**WHAT YOU NEED TO DO:** Continue the passage comparing acetaminophen and ibuprofen from the point where it stops.
------ PASSAGE ------
In this section we will be looking over the two drugs Acetaminophen and Ibuprofen. We will look at their chemical structures and find out what makes them different.
Ibuprofen is a drug used to reduce pain and inflammation and is found in popular brands such as Advil and Motrin. It was first discovered by Dr. Stewart Adams, in the United Kingdom. This was around the 1950s, and it was later patented in 1961 and it took another 8 years to become readily available to the public. It is categorized under the NSAID type of drugs (Non-steroidal anti-inflammatory drug). Ibuprofen is effective because of its role in the production of prostaglandins.
Prostaglandins are compounds that have a long list of effects and are created all over the body but act locally (where they are created). One of its effects are causing inflammation. Ibuprofen can reduce the inflammation and pain because of the antipyretic and analgesic power the drug has inside. The antipyretic compound works by interfering with the synthesis of prostaglandins thus stopping the inflammation. This is done by stopping cyclo-oxygenase, which is an enzyme that is a catalyst in making compounds called arachidonic acid into prostaglandins.
2-(4-isobutylphenyl) propanoic acid
Functional groups represented in Ibuprofen: Carboxylic acid, Benzene.
------ SOURCE INFORMATION ------
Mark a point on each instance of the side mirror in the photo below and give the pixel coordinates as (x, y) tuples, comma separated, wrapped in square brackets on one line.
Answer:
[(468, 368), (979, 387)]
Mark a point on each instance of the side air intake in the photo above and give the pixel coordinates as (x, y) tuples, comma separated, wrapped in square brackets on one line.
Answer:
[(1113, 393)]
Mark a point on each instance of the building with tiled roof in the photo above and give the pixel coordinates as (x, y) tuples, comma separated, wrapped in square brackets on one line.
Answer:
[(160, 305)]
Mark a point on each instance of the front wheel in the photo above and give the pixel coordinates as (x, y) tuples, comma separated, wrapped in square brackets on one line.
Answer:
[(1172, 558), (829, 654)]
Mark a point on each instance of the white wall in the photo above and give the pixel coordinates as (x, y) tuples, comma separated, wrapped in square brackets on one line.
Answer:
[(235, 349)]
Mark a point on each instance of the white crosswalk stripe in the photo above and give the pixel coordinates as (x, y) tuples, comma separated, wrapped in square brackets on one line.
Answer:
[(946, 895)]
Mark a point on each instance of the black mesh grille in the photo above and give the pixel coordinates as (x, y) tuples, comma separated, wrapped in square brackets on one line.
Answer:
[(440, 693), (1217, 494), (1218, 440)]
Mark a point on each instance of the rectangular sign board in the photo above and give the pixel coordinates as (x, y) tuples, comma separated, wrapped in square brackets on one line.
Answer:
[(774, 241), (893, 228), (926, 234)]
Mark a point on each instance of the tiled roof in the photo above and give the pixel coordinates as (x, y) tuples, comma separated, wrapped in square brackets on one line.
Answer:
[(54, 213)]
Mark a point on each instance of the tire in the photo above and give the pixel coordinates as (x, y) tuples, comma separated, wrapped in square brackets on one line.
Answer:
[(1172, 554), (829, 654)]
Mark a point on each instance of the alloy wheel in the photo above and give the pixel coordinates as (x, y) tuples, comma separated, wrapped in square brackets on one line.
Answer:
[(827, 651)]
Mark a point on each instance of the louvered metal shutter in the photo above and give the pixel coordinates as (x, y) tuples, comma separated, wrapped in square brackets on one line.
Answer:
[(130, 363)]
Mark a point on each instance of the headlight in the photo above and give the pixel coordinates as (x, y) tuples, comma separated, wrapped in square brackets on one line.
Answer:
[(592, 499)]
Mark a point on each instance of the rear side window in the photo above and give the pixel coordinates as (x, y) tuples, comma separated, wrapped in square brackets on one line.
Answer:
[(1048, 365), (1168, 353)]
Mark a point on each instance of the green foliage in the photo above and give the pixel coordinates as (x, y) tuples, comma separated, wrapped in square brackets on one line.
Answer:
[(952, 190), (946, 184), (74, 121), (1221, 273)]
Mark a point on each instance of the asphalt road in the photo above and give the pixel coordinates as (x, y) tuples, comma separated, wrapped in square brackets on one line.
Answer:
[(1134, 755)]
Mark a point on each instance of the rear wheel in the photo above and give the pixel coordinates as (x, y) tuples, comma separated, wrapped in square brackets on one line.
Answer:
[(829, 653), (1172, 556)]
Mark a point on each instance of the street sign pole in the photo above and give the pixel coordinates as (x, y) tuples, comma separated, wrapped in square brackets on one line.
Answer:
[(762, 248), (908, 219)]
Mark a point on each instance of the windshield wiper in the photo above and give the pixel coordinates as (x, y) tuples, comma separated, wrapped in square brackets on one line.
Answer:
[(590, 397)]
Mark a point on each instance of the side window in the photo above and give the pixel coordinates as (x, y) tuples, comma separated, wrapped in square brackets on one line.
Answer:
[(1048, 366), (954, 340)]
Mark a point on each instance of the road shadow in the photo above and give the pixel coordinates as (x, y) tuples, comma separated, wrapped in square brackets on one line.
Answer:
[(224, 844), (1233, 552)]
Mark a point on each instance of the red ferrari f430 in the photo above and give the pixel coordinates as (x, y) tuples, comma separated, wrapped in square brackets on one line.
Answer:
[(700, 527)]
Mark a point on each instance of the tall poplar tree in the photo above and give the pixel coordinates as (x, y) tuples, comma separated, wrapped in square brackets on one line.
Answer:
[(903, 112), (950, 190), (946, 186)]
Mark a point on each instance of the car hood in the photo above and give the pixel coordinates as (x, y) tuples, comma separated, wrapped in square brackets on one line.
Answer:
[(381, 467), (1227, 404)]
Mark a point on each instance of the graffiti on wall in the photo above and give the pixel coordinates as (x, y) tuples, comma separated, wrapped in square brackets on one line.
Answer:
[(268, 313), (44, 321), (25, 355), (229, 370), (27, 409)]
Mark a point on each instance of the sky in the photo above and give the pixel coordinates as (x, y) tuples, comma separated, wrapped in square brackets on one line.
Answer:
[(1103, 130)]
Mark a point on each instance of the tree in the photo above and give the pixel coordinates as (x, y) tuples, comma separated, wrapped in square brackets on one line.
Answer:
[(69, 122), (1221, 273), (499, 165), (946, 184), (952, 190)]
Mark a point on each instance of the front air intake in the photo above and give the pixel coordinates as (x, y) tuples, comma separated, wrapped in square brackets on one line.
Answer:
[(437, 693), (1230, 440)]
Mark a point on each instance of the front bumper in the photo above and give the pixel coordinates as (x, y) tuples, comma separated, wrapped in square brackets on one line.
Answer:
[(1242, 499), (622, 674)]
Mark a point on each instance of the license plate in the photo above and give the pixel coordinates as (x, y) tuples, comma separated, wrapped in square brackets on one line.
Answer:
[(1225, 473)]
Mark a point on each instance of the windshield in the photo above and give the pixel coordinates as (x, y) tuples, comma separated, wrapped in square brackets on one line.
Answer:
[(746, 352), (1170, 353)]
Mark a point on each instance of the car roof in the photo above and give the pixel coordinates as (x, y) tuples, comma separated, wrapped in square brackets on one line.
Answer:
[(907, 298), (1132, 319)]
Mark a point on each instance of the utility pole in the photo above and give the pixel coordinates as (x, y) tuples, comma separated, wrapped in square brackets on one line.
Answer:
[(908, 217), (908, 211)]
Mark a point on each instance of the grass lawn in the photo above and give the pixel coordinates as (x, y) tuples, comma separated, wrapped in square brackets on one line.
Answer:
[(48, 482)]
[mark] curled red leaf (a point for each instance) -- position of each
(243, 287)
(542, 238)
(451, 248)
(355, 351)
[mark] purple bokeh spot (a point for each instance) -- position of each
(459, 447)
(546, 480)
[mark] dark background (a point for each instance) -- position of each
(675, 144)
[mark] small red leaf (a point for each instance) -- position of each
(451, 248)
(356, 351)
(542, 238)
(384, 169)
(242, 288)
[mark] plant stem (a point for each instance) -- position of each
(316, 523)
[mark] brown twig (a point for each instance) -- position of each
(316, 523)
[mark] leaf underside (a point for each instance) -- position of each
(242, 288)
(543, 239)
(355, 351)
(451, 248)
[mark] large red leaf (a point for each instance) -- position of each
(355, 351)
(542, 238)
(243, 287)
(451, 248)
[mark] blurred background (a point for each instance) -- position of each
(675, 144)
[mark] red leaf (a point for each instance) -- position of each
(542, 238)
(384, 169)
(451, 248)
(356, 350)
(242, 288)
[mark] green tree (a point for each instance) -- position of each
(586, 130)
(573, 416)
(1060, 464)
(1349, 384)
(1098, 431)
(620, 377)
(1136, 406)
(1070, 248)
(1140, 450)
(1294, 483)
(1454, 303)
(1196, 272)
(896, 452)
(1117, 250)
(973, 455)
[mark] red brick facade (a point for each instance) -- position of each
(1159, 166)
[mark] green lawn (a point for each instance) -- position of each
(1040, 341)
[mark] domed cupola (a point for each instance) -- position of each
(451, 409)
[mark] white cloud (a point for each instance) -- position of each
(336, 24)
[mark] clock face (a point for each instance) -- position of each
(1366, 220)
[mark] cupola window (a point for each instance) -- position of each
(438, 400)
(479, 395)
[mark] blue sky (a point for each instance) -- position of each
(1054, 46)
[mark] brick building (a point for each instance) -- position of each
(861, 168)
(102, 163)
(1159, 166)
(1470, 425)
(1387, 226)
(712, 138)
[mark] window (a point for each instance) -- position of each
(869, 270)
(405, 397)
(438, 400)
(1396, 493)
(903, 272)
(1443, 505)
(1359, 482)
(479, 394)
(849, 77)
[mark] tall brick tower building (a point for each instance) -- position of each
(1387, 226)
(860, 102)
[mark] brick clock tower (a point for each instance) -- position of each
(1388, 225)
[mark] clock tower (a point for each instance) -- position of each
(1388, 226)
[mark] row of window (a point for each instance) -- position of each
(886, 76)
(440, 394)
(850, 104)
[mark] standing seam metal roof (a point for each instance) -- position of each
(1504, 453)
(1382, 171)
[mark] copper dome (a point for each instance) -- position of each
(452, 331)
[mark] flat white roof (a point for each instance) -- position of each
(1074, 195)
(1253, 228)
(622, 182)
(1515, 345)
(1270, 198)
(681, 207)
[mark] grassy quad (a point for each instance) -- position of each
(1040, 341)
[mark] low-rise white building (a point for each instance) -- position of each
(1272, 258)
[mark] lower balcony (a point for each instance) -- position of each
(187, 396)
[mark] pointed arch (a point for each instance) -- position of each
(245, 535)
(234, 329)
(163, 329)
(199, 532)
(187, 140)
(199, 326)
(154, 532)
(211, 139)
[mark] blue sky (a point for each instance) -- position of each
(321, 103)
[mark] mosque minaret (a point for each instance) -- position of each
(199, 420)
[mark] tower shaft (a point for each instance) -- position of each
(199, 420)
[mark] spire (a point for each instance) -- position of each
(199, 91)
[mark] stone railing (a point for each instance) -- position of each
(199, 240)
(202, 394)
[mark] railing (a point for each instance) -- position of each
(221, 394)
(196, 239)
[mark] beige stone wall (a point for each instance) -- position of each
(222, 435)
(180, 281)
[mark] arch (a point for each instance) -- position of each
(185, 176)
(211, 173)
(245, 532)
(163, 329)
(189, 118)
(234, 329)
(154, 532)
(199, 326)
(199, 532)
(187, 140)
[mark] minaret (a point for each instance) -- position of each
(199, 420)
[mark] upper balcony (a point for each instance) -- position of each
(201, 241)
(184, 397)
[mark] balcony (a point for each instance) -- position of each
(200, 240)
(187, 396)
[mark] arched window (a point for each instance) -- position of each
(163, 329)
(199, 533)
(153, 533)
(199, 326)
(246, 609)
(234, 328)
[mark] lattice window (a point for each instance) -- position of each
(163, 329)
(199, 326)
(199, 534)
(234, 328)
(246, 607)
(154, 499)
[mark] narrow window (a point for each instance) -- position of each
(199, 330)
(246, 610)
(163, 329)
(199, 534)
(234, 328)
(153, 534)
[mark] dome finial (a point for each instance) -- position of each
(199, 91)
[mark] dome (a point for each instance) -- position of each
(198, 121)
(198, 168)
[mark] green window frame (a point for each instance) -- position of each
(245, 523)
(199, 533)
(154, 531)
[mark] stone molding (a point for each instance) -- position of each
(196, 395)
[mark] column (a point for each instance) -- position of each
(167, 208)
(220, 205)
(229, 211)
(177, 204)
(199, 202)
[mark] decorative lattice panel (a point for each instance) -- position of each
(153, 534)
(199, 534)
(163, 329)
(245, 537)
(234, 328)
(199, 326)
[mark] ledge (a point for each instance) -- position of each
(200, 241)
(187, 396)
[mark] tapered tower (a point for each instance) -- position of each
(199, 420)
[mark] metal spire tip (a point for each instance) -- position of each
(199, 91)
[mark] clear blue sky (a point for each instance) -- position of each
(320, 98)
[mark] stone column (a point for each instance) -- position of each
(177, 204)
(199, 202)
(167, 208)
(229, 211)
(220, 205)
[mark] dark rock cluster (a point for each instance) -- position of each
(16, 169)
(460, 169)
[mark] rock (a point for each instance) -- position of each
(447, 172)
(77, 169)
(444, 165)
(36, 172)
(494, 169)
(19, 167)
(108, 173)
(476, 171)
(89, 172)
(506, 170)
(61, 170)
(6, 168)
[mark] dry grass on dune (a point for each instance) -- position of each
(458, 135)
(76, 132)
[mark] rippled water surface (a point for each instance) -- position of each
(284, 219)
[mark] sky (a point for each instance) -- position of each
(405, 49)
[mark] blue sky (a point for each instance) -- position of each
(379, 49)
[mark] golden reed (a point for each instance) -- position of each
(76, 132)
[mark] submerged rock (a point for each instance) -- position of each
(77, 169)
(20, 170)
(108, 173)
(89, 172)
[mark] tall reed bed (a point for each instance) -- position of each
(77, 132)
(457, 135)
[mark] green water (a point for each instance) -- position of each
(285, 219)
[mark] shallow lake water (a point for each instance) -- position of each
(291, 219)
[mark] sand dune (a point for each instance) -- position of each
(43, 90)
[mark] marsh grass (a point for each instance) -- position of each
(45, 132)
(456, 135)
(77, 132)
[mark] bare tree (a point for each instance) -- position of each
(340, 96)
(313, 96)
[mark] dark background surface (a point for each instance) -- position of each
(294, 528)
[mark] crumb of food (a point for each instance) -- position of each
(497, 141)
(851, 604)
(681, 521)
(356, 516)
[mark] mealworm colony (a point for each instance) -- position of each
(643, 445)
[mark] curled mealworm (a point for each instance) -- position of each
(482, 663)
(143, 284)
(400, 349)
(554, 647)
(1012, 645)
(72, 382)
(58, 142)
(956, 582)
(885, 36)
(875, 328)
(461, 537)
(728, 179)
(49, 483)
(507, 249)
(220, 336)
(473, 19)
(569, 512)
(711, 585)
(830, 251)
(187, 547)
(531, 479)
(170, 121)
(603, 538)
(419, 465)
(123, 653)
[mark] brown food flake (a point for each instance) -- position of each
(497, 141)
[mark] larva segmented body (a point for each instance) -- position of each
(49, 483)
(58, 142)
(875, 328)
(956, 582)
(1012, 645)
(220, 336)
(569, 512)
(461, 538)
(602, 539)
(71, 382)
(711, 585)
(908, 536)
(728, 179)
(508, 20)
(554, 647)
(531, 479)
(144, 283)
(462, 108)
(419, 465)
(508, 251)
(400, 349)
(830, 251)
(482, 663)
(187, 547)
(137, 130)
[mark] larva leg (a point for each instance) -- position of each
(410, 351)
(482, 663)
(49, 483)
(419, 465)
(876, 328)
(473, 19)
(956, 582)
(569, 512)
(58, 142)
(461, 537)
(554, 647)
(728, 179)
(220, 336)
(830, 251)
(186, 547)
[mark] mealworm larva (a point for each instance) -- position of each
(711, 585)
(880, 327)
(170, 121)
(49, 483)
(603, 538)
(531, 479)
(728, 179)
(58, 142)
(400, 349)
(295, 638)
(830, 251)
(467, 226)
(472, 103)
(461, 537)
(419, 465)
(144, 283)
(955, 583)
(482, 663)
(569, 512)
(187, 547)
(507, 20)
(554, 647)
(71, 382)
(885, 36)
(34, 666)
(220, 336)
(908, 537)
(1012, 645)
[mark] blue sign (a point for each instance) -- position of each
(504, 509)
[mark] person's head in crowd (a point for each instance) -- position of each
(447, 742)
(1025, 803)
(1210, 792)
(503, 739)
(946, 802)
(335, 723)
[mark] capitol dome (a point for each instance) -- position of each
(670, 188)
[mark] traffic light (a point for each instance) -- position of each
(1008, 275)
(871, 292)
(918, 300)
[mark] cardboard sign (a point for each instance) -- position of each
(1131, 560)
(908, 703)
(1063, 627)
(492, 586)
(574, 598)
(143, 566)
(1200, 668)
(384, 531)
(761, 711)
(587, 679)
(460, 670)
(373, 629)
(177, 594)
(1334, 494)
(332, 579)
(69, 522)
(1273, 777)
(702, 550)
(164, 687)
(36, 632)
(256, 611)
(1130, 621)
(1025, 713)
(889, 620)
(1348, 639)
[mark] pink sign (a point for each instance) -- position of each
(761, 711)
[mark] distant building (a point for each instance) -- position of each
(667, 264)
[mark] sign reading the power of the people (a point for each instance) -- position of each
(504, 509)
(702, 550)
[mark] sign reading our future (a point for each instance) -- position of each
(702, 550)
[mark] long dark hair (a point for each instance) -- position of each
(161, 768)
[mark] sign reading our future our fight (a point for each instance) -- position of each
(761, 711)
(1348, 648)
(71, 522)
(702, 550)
------
**THE ANSWER:**
Acetaminophen is a drug used to reduce pain and fever as well. Found in Tylenol and Excedrin, its been relieving pain since the late 1800's. It as well works by limiting the production of prostaglandins (chemical messengers in the body which are produced when it senses illness or injury) and its pain signals. However it is not an NSAID and does not deal with inflammation. It is part of the two medical categories called analgesics (pain reliving) and antipyretics (fever reducing). It also has no effects on the stomach and esophagus unlike ibuprofen. With that said, taking large doses for an extended amount of time still may cause liver damage or impairment.
The starting material for the commercial manufacture of paracetamol is phenol, which is nitrated to give a mixture of the ortho and para-nitrotoluene. The o-isomer is removed by steam distillation, and the p-nitro group reduced to a p-amino group. This is then acetylated to make paracetamol.
History of Acetaminophen
It was created at first to try and improve Ibuprofen, by not affecting the stomach as much. It was released to the public first in the UK in 1956. Its a very household drug and is safe to use with children. It is also known around the world as Paracetamol.
Functional groups represented in Acetaminophen: Alcohol, Benzene, Ketone, Amine.